__Records provided__.
────

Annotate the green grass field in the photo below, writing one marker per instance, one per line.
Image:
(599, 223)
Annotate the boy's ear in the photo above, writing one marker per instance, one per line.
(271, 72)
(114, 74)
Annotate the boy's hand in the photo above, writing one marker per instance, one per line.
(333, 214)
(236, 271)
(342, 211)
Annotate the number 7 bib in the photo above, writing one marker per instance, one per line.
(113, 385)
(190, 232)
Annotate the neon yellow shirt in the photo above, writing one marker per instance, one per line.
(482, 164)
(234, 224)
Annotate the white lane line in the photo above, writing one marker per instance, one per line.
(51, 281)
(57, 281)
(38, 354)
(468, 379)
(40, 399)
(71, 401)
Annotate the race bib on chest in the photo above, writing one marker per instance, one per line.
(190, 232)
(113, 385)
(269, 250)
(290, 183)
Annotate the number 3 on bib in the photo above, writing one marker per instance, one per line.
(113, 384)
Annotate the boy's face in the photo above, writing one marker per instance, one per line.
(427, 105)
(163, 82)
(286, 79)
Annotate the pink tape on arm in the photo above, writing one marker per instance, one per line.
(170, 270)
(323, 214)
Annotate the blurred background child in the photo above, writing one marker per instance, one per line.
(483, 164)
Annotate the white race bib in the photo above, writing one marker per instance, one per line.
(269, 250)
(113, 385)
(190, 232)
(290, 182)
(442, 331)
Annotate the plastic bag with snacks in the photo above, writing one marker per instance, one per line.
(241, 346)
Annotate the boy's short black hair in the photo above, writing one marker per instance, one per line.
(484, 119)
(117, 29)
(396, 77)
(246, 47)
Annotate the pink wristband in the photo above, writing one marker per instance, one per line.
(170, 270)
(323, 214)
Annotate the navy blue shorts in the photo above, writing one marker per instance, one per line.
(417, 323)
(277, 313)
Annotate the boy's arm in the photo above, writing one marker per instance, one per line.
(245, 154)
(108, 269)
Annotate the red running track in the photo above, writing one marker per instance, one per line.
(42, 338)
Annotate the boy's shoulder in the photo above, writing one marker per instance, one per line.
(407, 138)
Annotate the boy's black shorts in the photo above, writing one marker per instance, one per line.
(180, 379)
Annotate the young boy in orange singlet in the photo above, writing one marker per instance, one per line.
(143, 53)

────

Reproduce the material above exactly; please quote every line of it.

Annotate the green grass field in the photo below, writing one marker per instance, one per line.
Image:
(599, 223)
Annotate the boy's ear in the photo above, writing one marker per instance, one per line.
(271, 72)
(114, 74)
Annotate the boy's hand in the photo above, writing one marker per instance, one per line.
(333, 214)
(236, 271)
(342, 211)
Annotate the number 7 bib in the photo above, writing one marker per instance, one per line.
(113, 385)
(190, 232)
Annotate the neon yellow shirt in the photo above, writing one marker per instance, one per line.
(482, 164)
(234, 224)
Annotate the white lane line in the photo above, writing one marker per instance, one per line.
(51, 281)
(57, 281)
(38, 354)
(468, 379)
(40, 399)
(71, 401)
Annotate the race bib on chest in the photo above, writing one marker per instance, one per line.
(190, 232)
(113, 385)
(269, 250)
(290, 183)
Annotate the number 3 on bib in the photo above, writing one marker per instance, one per line.
(113, 384)
Annotate the boy's face in the photo above, writing one marker per instance, one per line.
(427, 105)
(163, 82)
(286, 79)
Annotate the pink tape on arm in the photo above, writing one marker per instance, one per line.
(170, 270)
(323, 214)
Annotate the blurred background child in the photo above, writing one marker per instance, one per line.
(483, 164)
Annotate the white race bib in the photo above, writing one marker per instance, one per line.
(269, 250)
(113, 385)
(190, 232)
(290, 182)
(442, 331)
Annotate the plastic bag with snacks in the photo above, writing one marker per instance, one per line.
(241, 346)
Annotate the boy's short black hair in the photo above, writing one marker per instance, one per line.
(484, 119)
(117, 29)
(396, 77)
(246, 47)
Annotate the pink wristband in the photo above, writing one marker per instance, one per line.
(170, 270)
(323, 214)
Annotate the navy blue shorts in the photo above, writing one marker per instance, one per line.
(417, 323)
(277, 313)
Annotate the boy's arm in the photo above, writing one marker per instance, one per line.
(245, 154)
(108, 269)
Annotate the red running track in the photo above, writing one marker per instance, one per line.
(42, 338)
Annotate the boy's shoulder in the photo above, writing one marker per instance, one per line.
(407, 138)
Annotate the boy's black shorts in the photo above, writing one marker per instance, one per line.
(180, 379)
Annotate the young boy in orange singlet in the photo above, writing one marker per instance, one per line.
(143, 53)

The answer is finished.